▸ **The exercise**: Reproduce every row below word for word, leaving out the pictures.

▸ **Records provided**:
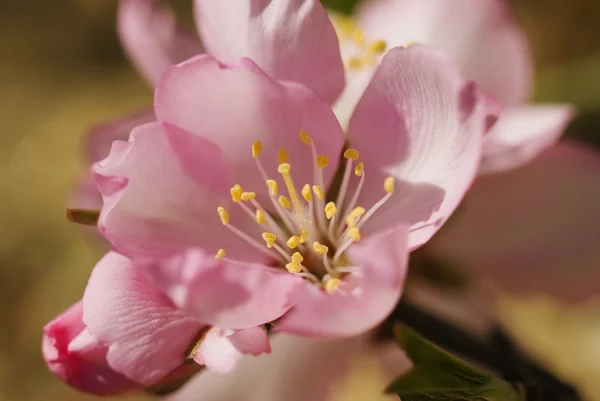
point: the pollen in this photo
(359, 169)
(305, 138)
(284, 202)
(256, 148)
(330, 210)
(223, 215)
(332, 285)
(354, 234)
(320, 248)
(351, 154)
(282, 155)
(388, 185)
(293, 242)
(273, 187)
(270, 239)
(378, 46)
(236, 193)
(306, 194)
(318, 191)
(247, 196)
(322, 161)
(260, 216)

▸ **Answer to the problem**:
point: the pollen in this photo
(359, 169)
(305, 138)
(284, 202)
(256, 148)
(330, 210)
(223, 215)
(332, 285)
(354, 234)
(320, 248)
(351, 154)
(282, 155)
(388, 185)
(293, 242)
(273, 187)
(270, 239)
(378, 46)
(236, 193)
(306, 194)
(318, 191)
(247, 196)
(322, 161)
(260, 216)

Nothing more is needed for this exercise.